DATA FOR THE TASK:

******

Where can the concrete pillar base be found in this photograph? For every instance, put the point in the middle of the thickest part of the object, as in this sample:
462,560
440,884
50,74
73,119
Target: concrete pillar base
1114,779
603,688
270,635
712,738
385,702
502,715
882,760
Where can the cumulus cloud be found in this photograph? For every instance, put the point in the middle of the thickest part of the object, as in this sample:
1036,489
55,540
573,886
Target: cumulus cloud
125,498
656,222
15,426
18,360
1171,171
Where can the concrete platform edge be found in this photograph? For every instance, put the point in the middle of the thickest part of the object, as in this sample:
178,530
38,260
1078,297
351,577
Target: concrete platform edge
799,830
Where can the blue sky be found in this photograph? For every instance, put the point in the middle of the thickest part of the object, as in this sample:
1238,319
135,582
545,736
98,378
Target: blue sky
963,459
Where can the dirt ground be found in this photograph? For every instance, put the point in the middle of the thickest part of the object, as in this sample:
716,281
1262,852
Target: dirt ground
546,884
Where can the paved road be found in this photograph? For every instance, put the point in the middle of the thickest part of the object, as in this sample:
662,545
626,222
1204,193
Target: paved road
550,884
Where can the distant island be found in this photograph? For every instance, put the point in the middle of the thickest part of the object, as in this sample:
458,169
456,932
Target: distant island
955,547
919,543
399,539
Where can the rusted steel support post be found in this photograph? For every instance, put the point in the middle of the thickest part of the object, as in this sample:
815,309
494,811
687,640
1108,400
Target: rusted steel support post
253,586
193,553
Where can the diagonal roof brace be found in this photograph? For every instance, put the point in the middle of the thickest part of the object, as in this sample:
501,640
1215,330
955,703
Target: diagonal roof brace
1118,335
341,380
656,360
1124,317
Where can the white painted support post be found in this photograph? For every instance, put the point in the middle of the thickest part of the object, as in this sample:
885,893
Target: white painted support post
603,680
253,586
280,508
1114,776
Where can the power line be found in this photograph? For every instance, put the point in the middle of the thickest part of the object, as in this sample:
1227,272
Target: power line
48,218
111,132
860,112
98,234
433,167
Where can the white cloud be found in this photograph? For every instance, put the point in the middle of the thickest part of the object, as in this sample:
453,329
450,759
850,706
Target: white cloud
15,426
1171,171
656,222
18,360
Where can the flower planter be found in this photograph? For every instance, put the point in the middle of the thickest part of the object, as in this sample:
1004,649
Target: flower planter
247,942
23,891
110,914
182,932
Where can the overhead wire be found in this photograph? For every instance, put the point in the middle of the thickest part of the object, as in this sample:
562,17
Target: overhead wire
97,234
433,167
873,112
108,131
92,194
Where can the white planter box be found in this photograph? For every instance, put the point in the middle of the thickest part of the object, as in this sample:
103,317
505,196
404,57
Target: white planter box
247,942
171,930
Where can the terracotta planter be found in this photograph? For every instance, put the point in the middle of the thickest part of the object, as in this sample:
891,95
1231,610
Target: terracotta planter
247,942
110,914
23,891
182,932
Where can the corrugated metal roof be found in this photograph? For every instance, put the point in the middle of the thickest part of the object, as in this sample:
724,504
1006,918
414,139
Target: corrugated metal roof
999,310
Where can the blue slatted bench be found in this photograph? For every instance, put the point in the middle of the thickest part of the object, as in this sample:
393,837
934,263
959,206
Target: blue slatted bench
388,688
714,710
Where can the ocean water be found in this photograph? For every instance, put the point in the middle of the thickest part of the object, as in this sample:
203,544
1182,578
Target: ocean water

******

TASK REQUIREMENTS: Look over the records above and filter for each line with the word "water".

WRITTEN ANSWER:
Where can the ocean water be found in this photograph? For every instance, put the point in the middle of the thickest part of the object, as in this sample:
Target: ocean water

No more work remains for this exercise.